==== Data for this task

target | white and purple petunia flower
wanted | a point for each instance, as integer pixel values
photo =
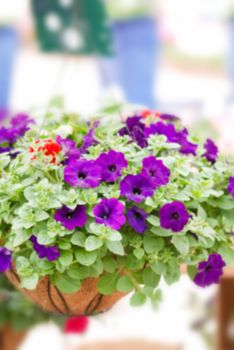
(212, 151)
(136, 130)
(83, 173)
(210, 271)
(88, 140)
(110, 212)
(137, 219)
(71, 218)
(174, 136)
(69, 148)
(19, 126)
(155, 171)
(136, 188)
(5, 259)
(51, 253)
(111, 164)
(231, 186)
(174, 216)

========
==== Data for this task

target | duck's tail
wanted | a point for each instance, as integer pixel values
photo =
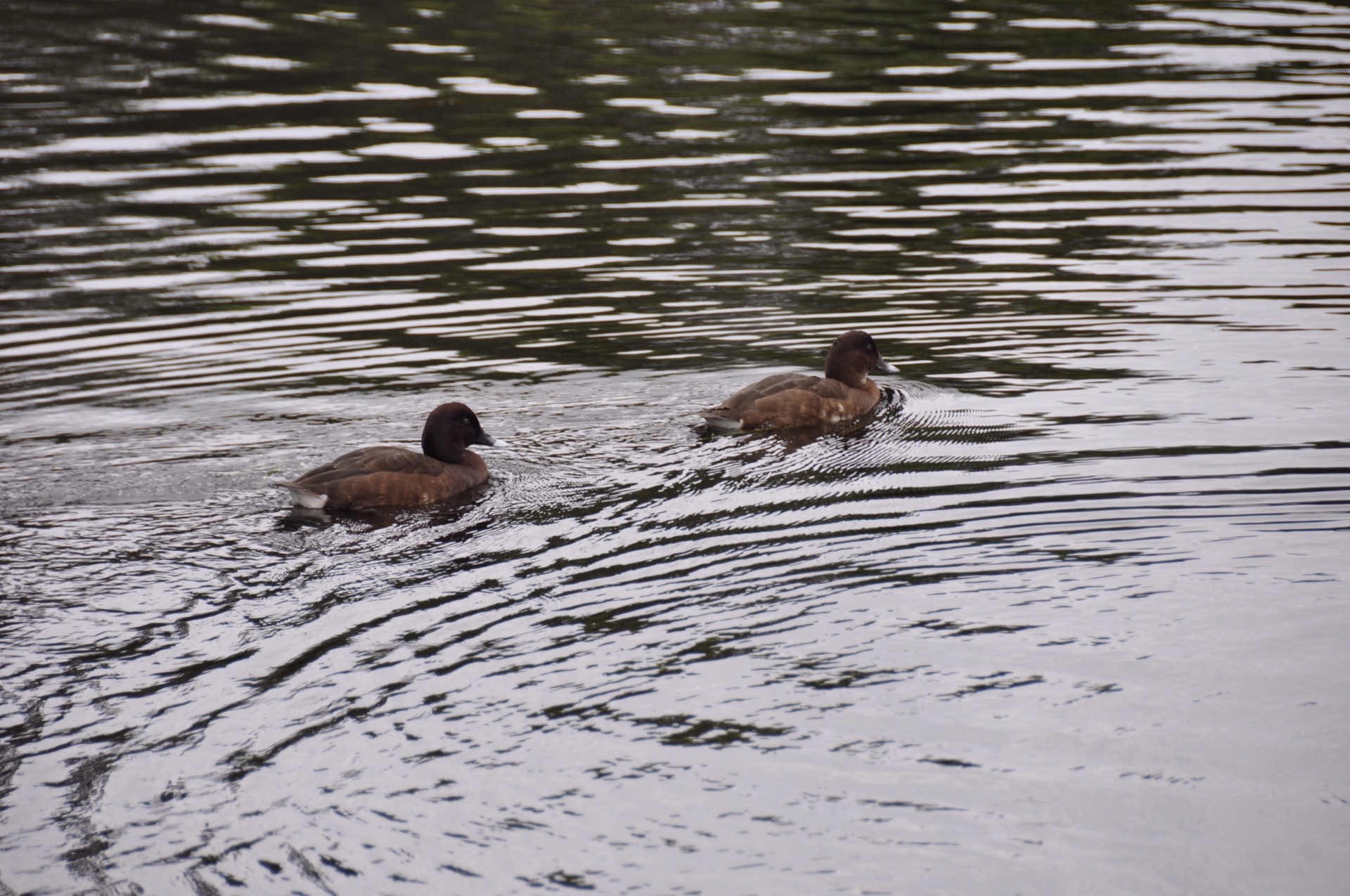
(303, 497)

========

Find every line in the items above that contains the string "target", and copy each of those lines. Matches must have the same capitalization.

Response -
target | white and purple petunia flower
target | duck's tail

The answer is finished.